Start of Records provided
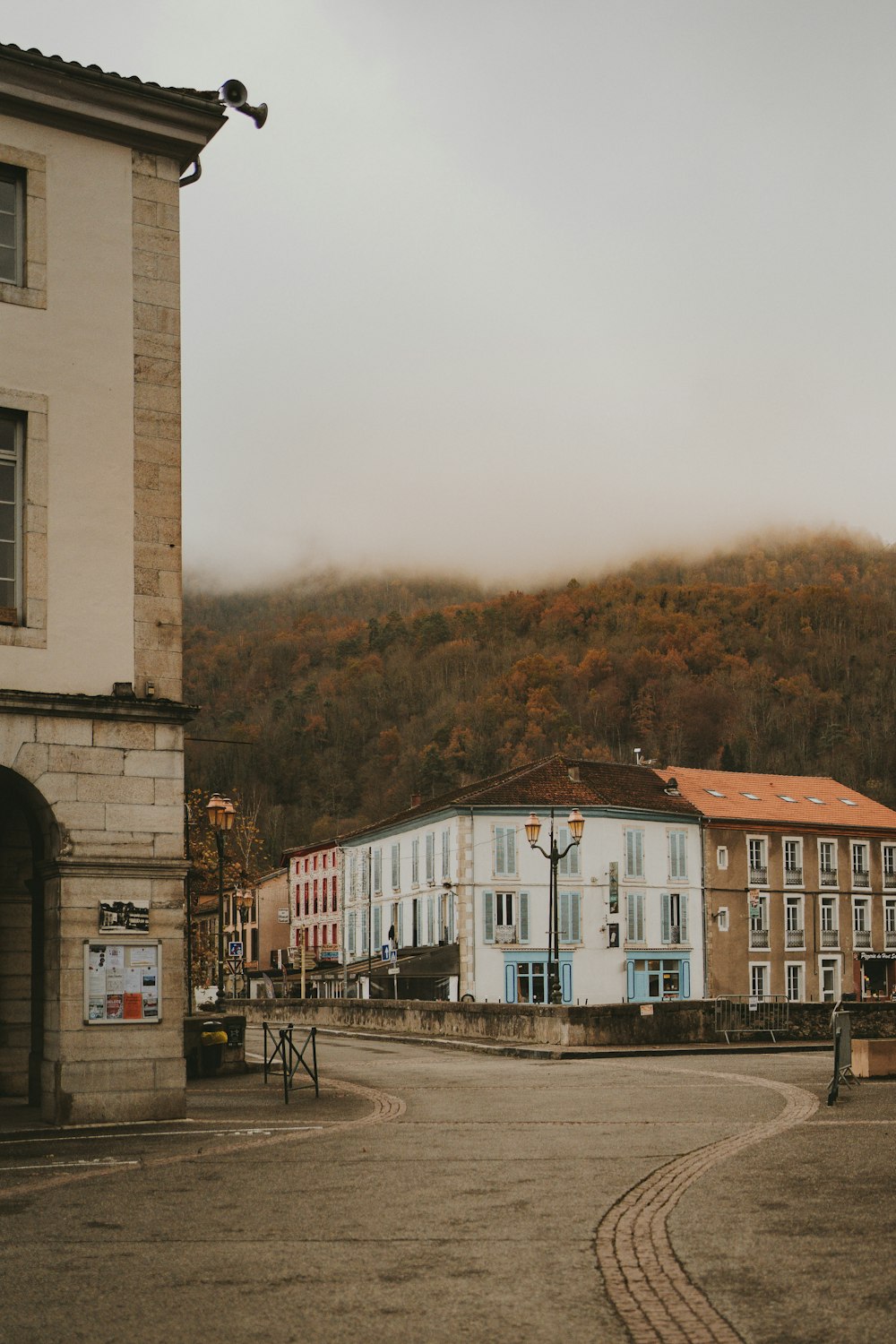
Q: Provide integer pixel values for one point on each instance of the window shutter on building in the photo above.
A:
(487, 917)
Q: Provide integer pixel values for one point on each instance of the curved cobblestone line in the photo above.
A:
(645, 1281)
(383, 1107)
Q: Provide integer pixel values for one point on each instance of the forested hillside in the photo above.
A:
(343, 698)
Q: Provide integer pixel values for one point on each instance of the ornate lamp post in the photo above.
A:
(220, 816)
(532, 831)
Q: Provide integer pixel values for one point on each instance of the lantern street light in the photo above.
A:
(220, 817)
(575, 823)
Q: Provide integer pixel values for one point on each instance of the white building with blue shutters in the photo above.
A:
(447, 900)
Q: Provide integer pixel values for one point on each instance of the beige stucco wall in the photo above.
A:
(78, 354)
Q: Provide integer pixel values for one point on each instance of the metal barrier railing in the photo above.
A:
(284, 1048)
(737, 1013)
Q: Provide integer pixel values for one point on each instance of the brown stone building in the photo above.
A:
(799, 886)
(91, 800)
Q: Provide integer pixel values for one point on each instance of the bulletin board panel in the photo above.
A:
(123, 983)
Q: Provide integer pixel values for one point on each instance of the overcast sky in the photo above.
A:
(522, 288)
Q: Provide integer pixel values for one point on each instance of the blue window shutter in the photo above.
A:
(524, 917)
(487, 918)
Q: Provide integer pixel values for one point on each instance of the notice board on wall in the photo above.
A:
(123, 981)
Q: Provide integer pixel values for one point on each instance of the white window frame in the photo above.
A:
(759, 978)
(633, 849)
(677, 849)
(504, 852)
(796, 970)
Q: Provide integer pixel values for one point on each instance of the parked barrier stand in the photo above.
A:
(279, 1045)
(737, 1013)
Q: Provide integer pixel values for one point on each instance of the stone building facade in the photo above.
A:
(91, 722)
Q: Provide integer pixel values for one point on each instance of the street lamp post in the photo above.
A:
(532, 831)
(220, 816)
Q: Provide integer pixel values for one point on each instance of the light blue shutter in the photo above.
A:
(524, 917)
(487, 917)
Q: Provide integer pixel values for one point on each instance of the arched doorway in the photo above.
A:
(26, 836)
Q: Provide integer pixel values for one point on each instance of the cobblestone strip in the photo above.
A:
(654, 1297)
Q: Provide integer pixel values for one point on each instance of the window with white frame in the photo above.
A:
(570, 916)
(759, 978)
(890, 924)
(505, 851)
(634, 854)
(13, 440)
(758, 859)
(570, 865)
(861, 922)
(759, 921)
(677, 855)
(888, 865)
(13, 225)
(634, 910)
(829, 922)
(826, 863)
(793, 863)
(794, 981)
(794, 930)
(861, 873)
End of Records provided
Would you please copy every line from the listing above that contains the word "lamp"?

Q: Provide integer pixel values for one point on each instance of the ornate lamp post in the photo above.
Q: Provide integer pixel values for one point on each instance of the street lamp post in the photo above.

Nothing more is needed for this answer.